## [Instruction]
Select each line in the entries below that contains the word "wooden" and copy those lines out.

Point placement records:
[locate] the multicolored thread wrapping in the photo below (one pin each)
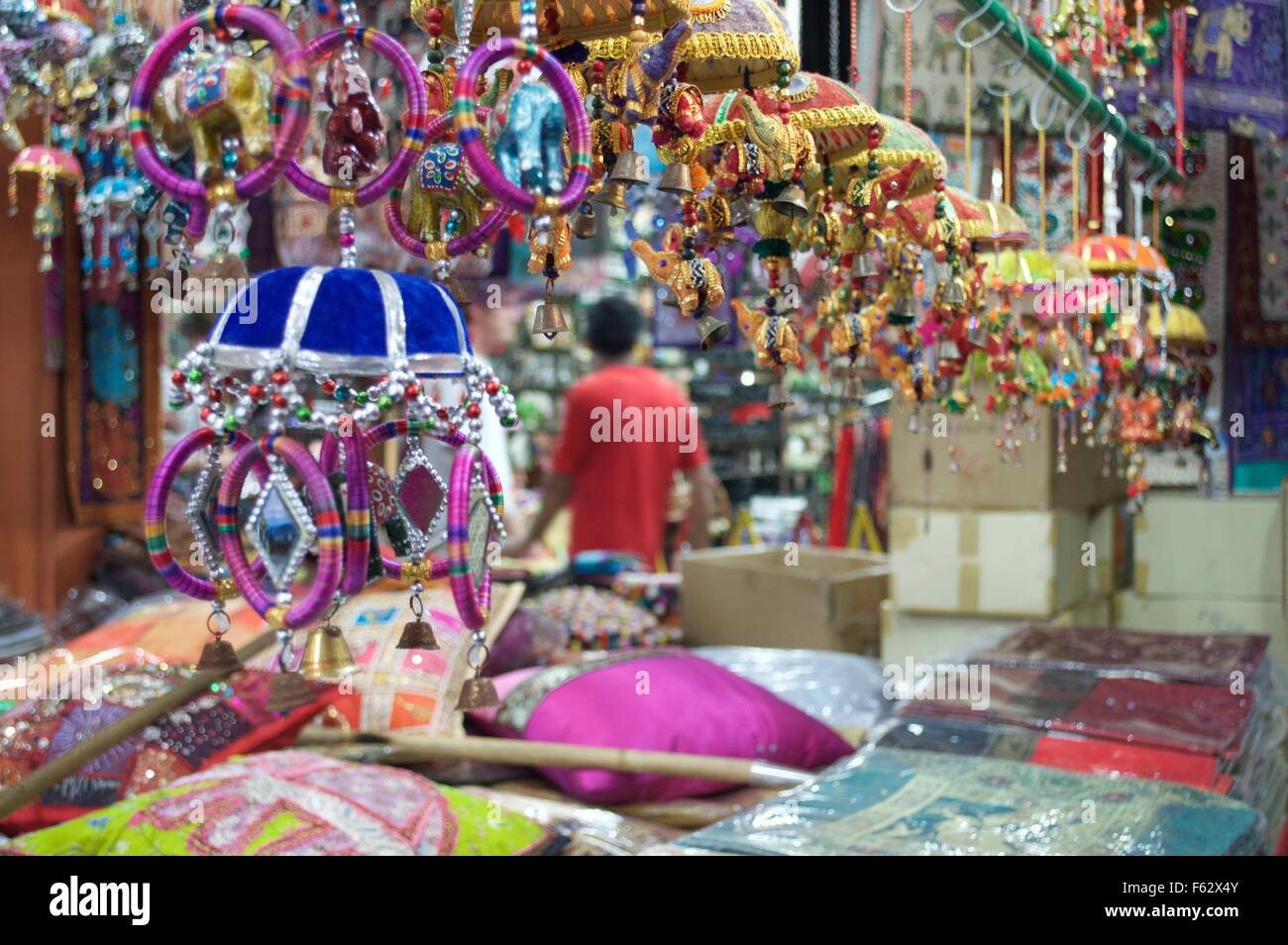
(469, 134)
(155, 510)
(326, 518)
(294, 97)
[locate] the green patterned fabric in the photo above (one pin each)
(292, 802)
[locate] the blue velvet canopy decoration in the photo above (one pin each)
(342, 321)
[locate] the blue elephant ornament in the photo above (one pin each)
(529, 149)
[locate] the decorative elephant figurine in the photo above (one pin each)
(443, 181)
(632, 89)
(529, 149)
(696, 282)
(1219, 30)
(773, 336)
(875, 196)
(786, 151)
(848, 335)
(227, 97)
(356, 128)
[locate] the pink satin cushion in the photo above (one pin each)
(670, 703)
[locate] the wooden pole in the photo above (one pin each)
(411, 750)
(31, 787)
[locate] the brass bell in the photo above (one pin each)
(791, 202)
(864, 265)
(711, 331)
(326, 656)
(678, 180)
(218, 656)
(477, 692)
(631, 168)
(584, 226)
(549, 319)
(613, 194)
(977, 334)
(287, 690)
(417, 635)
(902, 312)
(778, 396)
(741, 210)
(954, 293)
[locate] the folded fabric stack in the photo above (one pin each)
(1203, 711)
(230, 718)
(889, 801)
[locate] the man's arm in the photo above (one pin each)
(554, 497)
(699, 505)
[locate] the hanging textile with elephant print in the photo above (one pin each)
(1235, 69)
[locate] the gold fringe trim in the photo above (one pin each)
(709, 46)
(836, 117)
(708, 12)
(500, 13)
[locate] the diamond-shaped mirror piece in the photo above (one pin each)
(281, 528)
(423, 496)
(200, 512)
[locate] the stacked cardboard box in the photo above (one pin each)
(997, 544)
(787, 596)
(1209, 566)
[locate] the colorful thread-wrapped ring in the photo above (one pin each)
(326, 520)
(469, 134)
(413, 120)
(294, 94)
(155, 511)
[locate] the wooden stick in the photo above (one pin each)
--
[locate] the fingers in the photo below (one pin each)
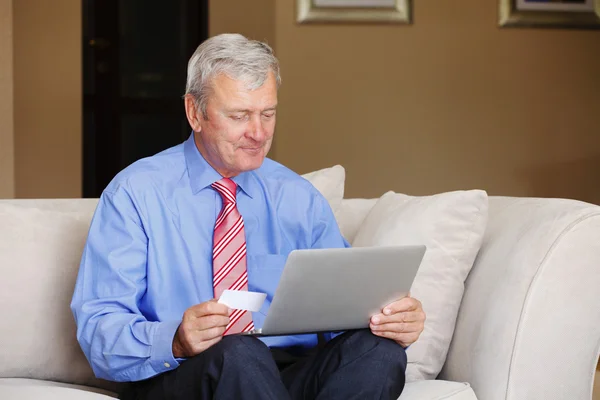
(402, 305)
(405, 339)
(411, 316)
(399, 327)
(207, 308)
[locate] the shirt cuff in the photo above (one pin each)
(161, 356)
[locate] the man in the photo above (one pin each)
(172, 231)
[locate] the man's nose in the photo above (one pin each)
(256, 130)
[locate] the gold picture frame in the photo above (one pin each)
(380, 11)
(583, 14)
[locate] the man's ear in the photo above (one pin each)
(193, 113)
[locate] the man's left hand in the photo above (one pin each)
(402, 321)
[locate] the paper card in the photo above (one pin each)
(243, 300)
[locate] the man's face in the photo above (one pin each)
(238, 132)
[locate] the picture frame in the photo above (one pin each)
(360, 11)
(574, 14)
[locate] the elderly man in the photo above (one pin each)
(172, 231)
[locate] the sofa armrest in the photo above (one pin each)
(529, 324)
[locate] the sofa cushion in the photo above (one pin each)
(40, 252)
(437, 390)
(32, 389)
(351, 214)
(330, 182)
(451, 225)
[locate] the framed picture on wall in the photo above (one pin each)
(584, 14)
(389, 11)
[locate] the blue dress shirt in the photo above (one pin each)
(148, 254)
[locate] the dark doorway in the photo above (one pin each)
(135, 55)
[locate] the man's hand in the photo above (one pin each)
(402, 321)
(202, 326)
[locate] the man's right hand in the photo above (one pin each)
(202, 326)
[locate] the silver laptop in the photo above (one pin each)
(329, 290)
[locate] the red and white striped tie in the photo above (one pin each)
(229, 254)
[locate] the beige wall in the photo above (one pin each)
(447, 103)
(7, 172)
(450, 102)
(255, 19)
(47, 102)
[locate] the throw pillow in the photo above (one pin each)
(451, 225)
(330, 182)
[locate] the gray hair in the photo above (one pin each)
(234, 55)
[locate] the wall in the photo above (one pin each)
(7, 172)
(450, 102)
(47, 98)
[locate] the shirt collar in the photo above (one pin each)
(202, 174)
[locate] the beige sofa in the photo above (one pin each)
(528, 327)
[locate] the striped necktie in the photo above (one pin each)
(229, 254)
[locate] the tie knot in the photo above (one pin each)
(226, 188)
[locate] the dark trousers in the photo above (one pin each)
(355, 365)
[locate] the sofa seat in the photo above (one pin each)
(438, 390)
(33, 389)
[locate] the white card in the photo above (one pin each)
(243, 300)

## [Exercise solution]
[locate] the wooden pole in the photo above (one pin each)
[locate] the wooden stick in the photo above (one pin each)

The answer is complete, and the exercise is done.